Users should also note that the interpolated estimates are based on observations recorded in a standard Stephenson screen or equivalent, placed in an open and usually flat area. It does not represent the ground level climate of some areas (e.g. wooded systems) and does not address all the issues associated with slope and aspect. Users may need to implement their own microclimate adjustments.


 How accurate are the interpolated data prior to 1957?

 The number of stations recording climate variables significantly increased around 1957 – the International Geophysical Year. An anomaly interpolation technique is used to interpolate maximum and minimum temperature, radiation and vapour pressure for all years prior to 1957. The anomaly method is better able to interpolate sparse datasets than direct interpolation because much of the variance can be captured by the long term mean. The anomaly method works as follows: (i) the anomaly at each station is computed by subtracting the long term daily mean (for the given station and variable) from each observed value; (ii) the anomaly data are interpolated using a smoothing spline; (iii) at each pixel the interpolated long term daily mean (for the given variable) is added to the interpolated anomaly. To further improve the interpolation, SILO uses "support" values to support the spline in data sparse regions. The support values are set to zero (i.e. the anomalies are zero at all support locations), so the resulting gridded dataset will be similar to the long term mean in the vicinity of each support value.

* _The tasks_:
a) Answer these questions using the passage on interpolated climate data:
(i) In what kind of enclosure were the observations behind the interpolated estimates recorded?
(ii) Around which year did the number of stations recording climate variables increase significantly?
(iii) To what value does SILO set its support values?
b) Continue the passage on interpolated climate data, beginning right after its final sentence.

* _Entries_:
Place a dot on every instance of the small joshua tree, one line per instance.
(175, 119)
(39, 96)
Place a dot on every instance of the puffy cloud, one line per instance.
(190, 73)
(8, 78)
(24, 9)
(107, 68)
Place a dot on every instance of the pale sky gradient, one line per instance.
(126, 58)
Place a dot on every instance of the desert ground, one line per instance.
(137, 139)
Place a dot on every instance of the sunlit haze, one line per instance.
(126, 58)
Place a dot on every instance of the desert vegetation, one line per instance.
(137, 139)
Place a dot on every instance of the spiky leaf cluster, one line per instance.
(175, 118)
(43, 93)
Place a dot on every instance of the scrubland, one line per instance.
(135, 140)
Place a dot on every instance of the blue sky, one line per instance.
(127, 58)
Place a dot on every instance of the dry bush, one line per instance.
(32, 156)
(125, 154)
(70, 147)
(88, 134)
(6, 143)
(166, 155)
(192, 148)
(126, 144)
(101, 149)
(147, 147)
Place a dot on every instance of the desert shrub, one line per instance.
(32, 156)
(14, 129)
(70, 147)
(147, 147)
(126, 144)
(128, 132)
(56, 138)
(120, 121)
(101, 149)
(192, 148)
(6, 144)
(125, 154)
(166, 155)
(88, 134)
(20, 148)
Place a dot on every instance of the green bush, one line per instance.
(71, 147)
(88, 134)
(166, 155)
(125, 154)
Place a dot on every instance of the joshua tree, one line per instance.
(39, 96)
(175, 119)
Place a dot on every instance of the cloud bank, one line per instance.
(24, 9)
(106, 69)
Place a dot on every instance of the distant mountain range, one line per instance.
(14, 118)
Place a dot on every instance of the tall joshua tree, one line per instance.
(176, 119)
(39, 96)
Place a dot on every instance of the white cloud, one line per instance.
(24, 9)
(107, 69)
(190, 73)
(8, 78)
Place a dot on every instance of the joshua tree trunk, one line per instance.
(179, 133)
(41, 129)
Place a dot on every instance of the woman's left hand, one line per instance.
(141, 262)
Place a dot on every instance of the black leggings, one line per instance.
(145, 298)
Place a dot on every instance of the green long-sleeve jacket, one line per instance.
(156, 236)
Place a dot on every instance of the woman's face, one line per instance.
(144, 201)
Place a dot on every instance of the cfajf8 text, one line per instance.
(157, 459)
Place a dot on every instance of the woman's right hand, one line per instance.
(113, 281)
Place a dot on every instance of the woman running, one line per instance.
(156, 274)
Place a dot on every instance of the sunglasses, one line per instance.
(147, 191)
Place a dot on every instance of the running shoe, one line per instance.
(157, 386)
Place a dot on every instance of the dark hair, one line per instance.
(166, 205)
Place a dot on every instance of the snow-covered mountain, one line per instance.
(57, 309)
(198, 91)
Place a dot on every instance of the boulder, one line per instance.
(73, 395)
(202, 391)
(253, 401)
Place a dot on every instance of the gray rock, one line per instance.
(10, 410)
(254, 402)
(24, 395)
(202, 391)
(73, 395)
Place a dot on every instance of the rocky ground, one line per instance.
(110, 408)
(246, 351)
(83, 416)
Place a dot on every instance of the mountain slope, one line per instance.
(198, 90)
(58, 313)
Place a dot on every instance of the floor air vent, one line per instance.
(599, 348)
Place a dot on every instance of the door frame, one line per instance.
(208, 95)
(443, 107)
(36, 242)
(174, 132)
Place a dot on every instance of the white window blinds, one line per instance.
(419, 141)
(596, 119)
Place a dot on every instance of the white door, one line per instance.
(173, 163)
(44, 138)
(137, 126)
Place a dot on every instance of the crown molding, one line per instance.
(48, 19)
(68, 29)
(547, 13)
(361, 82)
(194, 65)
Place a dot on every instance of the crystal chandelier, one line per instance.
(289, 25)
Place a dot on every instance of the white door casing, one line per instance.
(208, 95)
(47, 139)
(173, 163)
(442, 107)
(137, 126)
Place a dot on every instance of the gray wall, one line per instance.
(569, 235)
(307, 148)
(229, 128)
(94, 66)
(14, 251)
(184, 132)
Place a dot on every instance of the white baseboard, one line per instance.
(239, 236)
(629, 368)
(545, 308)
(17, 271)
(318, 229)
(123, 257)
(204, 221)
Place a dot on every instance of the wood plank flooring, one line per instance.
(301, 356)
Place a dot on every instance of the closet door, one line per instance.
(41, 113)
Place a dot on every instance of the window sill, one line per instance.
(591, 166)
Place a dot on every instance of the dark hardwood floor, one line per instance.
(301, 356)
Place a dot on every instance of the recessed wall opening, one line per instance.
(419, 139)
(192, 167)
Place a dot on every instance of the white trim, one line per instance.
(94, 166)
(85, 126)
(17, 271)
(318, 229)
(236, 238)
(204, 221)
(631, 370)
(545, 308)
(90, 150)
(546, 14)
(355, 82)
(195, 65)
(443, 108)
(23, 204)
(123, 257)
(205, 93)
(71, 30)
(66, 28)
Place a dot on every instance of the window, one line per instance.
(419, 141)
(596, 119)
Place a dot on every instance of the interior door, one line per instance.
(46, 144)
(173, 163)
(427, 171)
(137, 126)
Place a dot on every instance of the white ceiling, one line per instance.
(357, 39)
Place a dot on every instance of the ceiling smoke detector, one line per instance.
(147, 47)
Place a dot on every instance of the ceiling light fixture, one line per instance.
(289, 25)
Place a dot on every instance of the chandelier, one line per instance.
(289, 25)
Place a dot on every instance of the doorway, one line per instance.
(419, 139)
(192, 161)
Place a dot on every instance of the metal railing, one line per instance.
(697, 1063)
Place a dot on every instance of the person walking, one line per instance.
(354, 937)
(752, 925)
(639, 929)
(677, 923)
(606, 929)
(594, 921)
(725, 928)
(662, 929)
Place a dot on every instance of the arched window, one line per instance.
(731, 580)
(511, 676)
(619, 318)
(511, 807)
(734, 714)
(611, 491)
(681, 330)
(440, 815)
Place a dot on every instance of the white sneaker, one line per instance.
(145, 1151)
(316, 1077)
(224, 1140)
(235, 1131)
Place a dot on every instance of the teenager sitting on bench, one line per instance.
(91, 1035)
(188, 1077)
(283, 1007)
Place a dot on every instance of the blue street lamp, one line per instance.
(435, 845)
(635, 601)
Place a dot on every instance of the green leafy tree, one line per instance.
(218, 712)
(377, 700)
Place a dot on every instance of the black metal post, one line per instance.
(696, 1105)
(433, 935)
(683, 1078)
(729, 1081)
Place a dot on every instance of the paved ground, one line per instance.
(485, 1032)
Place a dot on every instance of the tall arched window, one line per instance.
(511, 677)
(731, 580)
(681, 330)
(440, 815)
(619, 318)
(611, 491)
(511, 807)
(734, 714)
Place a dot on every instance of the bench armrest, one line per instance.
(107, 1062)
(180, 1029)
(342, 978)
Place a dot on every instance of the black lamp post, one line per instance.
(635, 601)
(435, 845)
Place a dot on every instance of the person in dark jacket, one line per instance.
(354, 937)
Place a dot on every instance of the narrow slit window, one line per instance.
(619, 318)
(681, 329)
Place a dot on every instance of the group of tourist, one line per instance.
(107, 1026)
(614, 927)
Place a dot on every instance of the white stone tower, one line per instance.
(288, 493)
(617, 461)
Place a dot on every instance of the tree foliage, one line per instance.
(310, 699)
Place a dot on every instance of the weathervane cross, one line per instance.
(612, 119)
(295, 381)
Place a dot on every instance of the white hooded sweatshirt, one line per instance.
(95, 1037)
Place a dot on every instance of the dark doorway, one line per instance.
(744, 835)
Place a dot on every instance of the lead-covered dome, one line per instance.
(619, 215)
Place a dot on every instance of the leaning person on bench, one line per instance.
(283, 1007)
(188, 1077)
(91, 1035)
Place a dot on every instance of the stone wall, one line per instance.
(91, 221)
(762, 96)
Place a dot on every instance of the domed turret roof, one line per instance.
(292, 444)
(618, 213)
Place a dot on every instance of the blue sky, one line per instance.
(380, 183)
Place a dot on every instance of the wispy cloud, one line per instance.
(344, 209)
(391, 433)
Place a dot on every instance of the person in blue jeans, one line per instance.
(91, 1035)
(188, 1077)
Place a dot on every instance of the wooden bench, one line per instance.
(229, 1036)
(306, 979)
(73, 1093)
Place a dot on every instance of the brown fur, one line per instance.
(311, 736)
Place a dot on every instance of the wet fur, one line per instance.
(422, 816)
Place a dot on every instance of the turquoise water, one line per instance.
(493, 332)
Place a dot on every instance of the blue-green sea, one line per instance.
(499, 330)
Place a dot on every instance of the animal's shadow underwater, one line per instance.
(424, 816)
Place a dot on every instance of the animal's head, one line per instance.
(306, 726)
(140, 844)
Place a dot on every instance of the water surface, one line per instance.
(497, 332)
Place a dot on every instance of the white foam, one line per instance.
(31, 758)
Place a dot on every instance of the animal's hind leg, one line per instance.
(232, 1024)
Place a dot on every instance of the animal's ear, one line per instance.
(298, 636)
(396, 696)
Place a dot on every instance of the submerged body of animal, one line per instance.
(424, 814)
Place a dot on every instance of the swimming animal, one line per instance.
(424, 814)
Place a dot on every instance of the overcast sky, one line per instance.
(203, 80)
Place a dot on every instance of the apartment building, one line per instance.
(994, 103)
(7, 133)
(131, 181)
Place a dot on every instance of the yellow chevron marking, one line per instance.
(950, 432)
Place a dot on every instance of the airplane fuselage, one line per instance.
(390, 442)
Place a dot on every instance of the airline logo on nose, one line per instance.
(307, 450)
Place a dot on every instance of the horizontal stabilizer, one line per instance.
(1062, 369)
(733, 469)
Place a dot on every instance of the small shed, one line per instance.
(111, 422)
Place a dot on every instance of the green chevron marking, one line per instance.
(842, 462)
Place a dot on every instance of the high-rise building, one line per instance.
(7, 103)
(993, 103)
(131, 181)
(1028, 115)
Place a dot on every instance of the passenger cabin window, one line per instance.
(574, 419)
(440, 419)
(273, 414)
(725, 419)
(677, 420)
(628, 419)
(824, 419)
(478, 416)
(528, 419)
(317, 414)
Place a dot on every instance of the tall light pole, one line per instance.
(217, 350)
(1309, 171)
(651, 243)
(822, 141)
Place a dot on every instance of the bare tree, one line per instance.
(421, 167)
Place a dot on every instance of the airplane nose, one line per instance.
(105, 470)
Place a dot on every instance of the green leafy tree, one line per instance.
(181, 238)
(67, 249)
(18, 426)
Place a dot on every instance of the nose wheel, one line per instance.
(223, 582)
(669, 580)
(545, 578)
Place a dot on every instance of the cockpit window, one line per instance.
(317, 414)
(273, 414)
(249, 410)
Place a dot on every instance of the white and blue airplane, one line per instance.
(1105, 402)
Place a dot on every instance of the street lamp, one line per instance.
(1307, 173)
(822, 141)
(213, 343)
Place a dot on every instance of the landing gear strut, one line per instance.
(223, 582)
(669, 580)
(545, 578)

* _Task results_:
a)
(i) A standard Stephenson screen or equivalent, placed in an open and usually flat area.
(ii) Around 1957, the International Geophysical Year.
(iii) Zero, so the anomalies are zero at all support locations.

b)
The data quality throughout the pre-1957 period was examined in: Rayner, D.P., Moodie, K.B., Beswick, A.R., Clarkson, N.M., and Hutchinson, R.L. (2004), New Australian daily historical climate surfaces using CLIMARC. Queensland Department of Natural Resources, Mines and Energy Report QNRME04247. Available here.


 Are SILO data quality checked?

 SILO datasets are constructed from observational data collected by the Bureau of Meteorology. The Bureau has a quality assurance program which is progressively checking its observational collection. SILO does not use data which have been quality checked by the Bureau and classified as "wrong", "suspect" or "inconsistent with other known information". In addition, SILO implements a number of internal checks to identify data which may be erroneous. For example, SILO uses a "two-pass" interpolation technique to interpolate all variables except daily rainfall. Observed data are interpolated in a first pass and residuals computed for all data points. The residual is the difference between the observed and interpolated values. Data points with high residuals may be indicative of erroneous data and are excluded from a subsequent interpolation which generates the final surface from which the station-point datasets are constructed.


 Is it possible that minimum temperatures are higher than maximum temperature?

 No. Maximum temperature observations are shifted to the previous day (see above), so the observed maximum should always be lower than (or equal to) the minimum temperature.


 Why are the observed data and interpolated data different?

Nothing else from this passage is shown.